Copy out all the entries word for word.

§ **A block of data**
━━━━━━
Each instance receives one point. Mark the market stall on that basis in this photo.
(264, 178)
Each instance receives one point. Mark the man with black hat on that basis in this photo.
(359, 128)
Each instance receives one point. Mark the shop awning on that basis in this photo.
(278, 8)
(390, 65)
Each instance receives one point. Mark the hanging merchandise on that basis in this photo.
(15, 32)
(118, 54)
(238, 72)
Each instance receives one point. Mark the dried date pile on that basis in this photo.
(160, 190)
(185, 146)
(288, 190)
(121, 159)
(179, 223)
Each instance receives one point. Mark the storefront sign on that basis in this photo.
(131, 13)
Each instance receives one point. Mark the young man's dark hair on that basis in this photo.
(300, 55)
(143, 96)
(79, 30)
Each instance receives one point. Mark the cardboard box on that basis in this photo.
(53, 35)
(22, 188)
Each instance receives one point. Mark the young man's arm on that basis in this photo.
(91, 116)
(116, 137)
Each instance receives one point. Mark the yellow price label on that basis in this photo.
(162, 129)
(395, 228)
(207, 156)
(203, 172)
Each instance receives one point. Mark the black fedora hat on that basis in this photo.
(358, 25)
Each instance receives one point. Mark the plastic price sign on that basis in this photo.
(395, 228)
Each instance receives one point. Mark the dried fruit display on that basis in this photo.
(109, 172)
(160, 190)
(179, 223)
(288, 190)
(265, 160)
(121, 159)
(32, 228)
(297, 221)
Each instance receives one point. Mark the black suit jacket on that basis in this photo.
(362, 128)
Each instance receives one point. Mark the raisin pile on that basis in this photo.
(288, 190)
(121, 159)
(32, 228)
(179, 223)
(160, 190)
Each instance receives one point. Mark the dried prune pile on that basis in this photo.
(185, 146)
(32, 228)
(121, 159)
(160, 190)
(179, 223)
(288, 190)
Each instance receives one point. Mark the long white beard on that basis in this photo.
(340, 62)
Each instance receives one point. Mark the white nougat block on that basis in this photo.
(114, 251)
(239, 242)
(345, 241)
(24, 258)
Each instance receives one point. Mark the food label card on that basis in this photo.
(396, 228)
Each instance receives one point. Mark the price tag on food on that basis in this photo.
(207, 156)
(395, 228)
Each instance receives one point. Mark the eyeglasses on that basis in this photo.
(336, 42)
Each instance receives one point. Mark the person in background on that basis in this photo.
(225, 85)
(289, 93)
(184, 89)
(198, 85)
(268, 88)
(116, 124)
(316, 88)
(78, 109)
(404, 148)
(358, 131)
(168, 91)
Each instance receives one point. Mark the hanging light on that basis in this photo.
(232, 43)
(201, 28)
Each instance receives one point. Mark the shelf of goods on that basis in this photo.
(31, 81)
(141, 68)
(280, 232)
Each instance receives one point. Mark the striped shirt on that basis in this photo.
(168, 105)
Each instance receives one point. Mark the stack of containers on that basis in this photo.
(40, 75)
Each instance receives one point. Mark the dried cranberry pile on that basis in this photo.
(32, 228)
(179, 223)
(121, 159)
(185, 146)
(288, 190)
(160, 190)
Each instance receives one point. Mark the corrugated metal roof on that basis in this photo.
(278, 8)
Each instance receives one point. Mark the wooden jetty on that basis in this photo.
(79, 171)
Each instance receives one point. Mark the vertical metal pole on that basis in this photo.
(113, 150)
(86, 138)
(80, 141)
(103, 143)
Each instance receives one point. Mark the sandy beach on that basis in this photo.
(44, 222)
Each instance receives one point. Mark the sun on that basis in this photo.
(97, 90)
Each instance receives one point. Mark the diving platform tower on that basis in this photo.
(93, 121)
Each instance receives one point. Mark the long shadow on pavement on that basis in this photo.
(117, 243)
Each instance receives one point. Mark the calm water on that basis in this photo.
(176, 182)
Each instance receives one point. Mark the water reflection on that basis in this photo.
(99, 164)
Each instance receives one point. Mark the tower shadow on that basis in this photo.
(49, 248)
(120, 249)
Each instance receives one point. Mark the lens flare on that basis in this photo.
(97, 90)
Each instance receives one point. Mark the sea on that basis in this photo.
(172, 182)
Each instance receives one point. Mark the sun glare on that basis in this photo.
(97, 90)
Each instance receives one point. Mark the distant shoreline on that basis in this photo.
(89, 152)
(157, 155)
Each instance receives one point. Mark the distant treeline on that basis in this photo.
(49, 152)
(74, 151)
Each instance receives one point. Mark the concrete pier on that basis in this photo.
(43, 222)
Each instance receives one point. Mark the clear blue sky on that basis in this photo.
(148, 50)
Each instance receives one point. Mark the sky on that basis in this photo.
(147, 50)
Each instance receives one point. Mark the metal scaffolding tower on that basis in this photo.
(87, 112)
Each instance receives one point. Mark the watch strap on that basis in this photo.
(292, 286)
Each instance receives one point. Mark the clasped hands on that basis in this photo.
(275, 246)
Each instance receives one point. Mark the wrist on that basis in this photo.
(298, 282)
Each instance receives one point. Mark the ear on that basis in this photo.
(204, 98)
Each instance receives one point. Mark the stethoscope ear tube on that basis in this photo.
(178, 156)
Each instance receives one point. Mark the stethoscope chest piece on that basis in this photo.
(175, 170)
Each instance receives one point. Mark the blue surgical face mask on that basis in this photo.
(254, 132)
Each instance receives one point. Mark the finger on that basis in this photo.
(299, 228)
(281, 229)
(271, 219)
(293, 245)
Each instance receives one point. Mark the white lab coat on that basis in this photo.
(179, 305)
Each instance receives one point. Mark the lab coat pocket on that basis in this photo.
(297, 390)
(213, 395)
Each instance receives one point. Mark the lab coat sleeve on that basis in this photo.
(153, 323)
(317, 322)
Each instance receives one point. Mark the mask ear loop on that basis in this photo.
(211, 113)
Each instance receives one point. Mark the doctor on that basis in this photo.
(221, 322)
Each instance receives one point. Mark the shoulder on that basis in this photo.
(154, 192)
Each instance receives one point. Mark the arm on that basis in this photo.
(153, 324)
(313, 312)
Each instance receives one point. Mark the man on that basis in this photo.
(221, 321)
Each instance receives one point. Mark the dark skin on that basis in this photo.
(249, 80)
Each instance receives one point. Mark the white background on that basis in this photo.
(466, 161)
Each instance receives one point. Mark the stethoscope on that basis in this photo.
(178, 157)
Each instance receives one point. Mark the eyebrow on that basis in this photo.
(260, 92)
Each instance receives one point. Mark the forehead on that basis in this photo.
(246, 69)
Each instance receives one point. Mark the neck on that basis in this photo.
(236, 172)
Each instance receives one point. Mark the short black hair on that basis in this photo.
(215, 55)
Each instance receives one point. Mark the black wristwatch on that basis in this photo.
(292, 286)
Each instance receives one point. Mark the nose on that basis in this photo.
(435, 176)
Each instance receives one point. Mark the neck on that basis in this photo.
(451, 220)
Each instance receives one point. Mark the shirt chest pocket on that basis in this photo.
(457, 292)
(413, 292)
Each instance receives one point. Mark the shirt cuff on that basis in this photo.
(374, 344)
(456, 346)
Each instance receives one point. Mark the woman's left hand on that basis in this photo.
━━━━━━
§ **EXERCISE OUTPUT**
Each instance receives one point. Mark the market stall on that basis in this photo.
(264, 178)
Each instance receives one point. Mark the man with black hat on that basis in this photo.
(359, 128)
Each instance receives one point. Mark the shop awning on that basis in this photo.
(278, 8)
(390, 65)
Each instance receives one point. Mark the hanging merchandise on that basis in this photo.
(15, 32)
(118, 54)
(238, 72)
Each instance receives one point. Mark the dried date pile on that basis in this photo.
(160, 190)
(185, 146)
(288, 190)
(121, 159)
(179, 223)
Each instance receives one point. Mark the storefront sign on that basis in this photo.
(131, 13)
Each instance receives one point. Mark the young man's dark hair on that basis in this photo.
(300, 55)
(143, 96)
(79, 30)
Each instance receives one point. Mark the cardboard box on that basis in this photo.
(53, 35)
(22, 188)
Each instance receives one point. Mark the young man's arm on that basis in this photo.
(91, 116)
(116, 137)
Each instance receives one point. Mark the yellow price label on that basis in this photo.
(162, 129)
(395, 228)
(207, 156)
(203, 172)
Each instance receives one point. Mark the black fedora hat on that basis in this photo.
(358, 25)
Each instance receives one point. Mark the plastic price sign on that basis in this photo.
(395, 228)
Each instance receives one point. Mark the dried fruit display on that basis in this photo.
(109, 172)
(160, 190)
(179, 223)
(288, 190)
(265, 160)
(121, 159)
(32, 228)
(297, 221)
Each instance receives one point. Mark the black suit jacket on that basis in this photo.
(362, 128)
Each instance receives one point. Mark the raisin pile on that basis in this photo.
(288, 190)
(121, 159)
(32, 228)
(179, 223)
(160, 190)
Each instance receives one point. Mark the dried prune pile on that basis in this photo.
(185, 146)
(32, 228)
(121, 159)
(160, 190)
(179, 223)
(288, 190)
Each instance receives one point. Mark the long white beard on that basis in this photo.
(340, 62)
Each instance receives one point. Mark the white nougat block on that basis in this photo.
(114, 251)
(239, 242)
(345, 241)
(24, 258)
Each instance receives one point. Mark the food label card on that basis in this photo.
(396, 228)
Each instance receives one point. Mark the price tag on food on that basis in this photo.
(207, 156)
(395, 228)
Each instance receives one point. Mark the eyeglasses on that basis in this photo.
(336, 42)
Each instance receives one point. Mark the person in background on that basis in this photo.
(225, 85)
(289, 93)
(184, 89)
(198, 85)
(268, 88)
(116, 124)
(316, 88)
(78, 109)
(404, 148)
(358, 131)
(168, 91)
Each instance receives one point. Mark the hanging light on that basis in this photo.
(232, 43)
(201, 28)
Each instance receives one point. Mark the shelf of goods on that basis in this photo.
(31, 81)
(141, 68)
(280, 232)
Each instance receives one point. Mark the striped shirt on that basis in this photo.
(168, 105)
Each instance receives one point. Mark the stack of containers on that basis in this photo.
(40, 75)
Each instance receives one point. Mark the dried cranberry pile on that basis in this photo.
(32, 228)
(179, 223)
(121, 159)
(185, 146)
(288, 190)
(160, 190)
Each instance receives one point. Mark the corrugated metal roof on that basis in this photo.
(278, 8)
Each instance receives one point. Mark the wooden jetty on that basis in this photo.
(79, 171)
Each instance receives one point. Mark the vertical metal pole on that basis in this photo.
(113, 150)
(86, 138)
(80, 141)
(103, 143)
Each instance receives one point. Mark the sandy beach on that basis in this photo.
(44, 222)
Each instance receives one point. Mark the sun on that basis in this photo.
(97, 90)
Each instance receives one point. Mark the diving platform tower on that basis in this photo.
(93, 121)
Each instance receives one point. Mark the long shadow on pavement on that basis in this photo.
(117, 243)
Each instance receives one point. Mark the calm water on that basis in this photo.
(176, 182)
Each instance receives one point. Mark the water reflection on that basis in this photo.
(99, 164)
Each instance receives one point. Mark the tower shadow on that basis in this photo.
(49, 248)
(120, 249)
Each instance receives one point. Mark the lens flare on that basis in this photo.
(97, 90)
Each instance receives one point. Mark the sea on that basis in this photo.
(172, 182)
Each instance receives one point. Mark the sun glare on that basis in this photo.
(97, 90)
Each instance receives one point. Mark the distant shoreline on that basis in this photo.
(89, 152)
(157, 155)
Each instance receives one point. Mark the distant treeline on that basis in this photo.
(49, 152)
(74, 151)
Each instance receives one point. Mark the concrete pier on that basis in this photo.
(43, 222)
Each instance receives one point. Mark the clear blue sky on that basis in this photo.
(148, 50)
Each instance receives one point. Mark the sky on that basis in this photo.
(147, 50)
Each instance receives one point. Mark the metal scaffolding tower on that basis in this photo.
(87, 112)
Each instance receives one point. Mark the watch strap on that basis in this photo.
(292, 286)
Each instance receives one point. Mark the clasped hands on that basis in this photo.
(275, 246)
Each instance receives one point. Mark the wrist on that basis in this photo.
(298, 282)
Each instance receives one point. Mark the ear on that basis in this photo.
(204, 98)
Each instance receives one point. Mark the stethoscope ear tube on that basis in this photo.
(178, 156)
Each instance receives one point. Mark the stethoscope chest piece on that basis in this photo.
(175, 170)
Each instance receives one point. Mark the blue surgical face mask on that basis in this photo.
(254, 132)
Each instance receives one point. Mark the finger on that basis in this photo.
(299, 228)
(281, 229)
(271, 219)
(293, 245)
Each instance receives one point. Mark the white lab coat on that basis in this photo.
(179, 305)
Each instance receives one point. Mark the lab coat pocket on that basis in this photo.
(297, 390)
(213, 395)
Each instance receives one point. Mark the lab coat sleeve on that basis in this photo.
(153, 323)
(317, 322)
Each instance receives one point. Mark the mask ear loop on that basis in this photo.
(211, 113)
Each instance receives one point. Mark the doctor on that basis in this photo.
(221, 322)
Each instance receives one point. Mark the shoulder on that basis in this photo.
(154, 192)
Each instance receives one point. Mark the arm on that basis in this photo.
(153, 324)
(313, 312)
Each instance receives one point. Mark the man on that basis in this photo.
(221, 321)
Each instance receives one point. Mark the dark skin on that basis in this photo.
(249, 80)
Each instance receives one point. Mark the white background on that basis in this photo.
(466, 161)
Each instance receives one point. Mark the stethoscope on that basis in this photo.
(178, 157)
Each instance receives one point. Mark the eyebrow on that basis in this photo.
(260, 92)
Each instance receives one point. Mark the forehead on that basis in this photo.
(246, 69)
Each instance receives one point. Mark the neck on that basis in this photo.
(236, 172)
Each instance receives one point. Mark the short black hair on that basis in this photo.
(215, 55)
Each instance receives one point. Mark the black wristwatch on that basis in this photo.
(292, 286)
Each instance receives one point. Mark the nose on that basis in this photo.
(435, 176)
Each instance receives one point. Mark the neck on that basis in this photo.
(451, 220)
Each instance receives one point. Mark the shirt chest pocket on that basis in this photo.
(457, 292)
(413, 292)
Each instance receives one point. Mark the shirt cuff on that basis in this photo.
(374, 344)
(456, 346)
Each instance receives one point. Mark the woman's left hand on that basis in this photo.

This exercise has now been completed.